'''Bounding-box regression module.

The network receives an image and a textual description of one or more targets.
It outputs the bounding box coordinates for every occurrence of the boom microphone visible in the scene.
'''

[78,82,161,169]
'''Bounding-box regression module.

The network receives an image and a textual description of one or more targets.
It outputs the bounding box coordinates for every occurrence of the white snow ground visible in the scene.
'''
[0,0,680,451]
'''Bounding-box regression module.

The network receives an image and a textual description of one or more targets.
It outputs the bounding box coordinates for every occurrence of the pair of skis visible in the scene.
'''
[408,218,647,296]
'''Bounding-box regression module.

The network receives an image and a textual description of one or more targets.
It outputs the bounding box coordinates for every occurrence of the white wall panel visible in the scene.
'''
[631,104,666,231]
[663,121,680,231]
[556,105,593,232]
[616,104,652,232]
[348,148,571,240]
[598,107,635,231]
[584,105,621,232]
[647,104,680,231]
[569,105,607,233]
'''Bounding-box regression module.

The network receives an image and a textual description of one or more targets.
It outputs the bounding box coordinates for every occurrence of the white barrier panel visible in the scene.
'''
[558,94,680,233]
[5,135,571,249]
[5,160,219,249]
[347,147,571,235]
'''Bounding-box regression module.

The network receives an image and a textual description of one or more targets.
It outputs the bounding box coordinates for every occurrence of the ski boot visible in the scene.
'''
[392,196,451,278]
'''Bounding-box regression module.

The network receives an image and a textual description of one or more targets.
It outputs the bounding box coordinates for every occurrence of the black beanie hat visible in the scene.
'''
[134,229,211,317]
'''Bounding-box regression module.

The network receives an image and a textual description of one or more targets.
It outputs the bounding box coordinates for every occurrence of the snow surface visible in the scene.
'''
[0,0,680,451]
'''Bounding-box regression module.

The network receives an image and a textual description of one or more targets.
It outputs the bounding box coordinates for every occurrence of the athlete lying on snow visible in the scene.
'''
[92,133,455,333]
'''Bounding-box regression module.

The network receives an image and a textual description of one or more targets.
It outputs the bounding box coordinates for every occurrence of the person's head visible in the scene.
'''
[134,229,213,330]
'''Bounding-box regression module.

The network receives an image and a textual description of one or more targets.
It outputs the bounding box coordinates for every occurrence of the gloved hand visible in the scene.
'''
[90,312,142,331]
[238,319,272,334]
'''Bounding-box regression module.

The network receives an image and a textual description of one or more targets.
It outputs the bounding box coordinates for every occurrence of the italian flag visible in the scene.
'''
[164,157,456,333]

----

_Что требуется:_ Замените «targets» на «objects» в записях от самого начала до строки с «[408,218,647,296]» включительно и приведите этот фрагмент заново, не меняя в нём ничего другого.

_Ответ на задание:_
'''Bounding-box regression module.

The network receives an image and a textual description of one or more objects.
It outputs the bounding box coordinates for every occurrence of the boom microphone visible in the scene.
'''

[78,82,161,169]
'''Bounding-box regression module.

The network receives an image and a textual description of one or more objects.
It outputs the bounding box coordinates for every occurrence of the white snow ground visible in the scene.
'''
[0,0,680,451]
'''Bounding-box regression module.

The network receives an image and a textual description of one or more objects.
It outputs the bounding box coordinates for every occurrence of the pair of skis visible in the scene.
'''
[408,218,647,296]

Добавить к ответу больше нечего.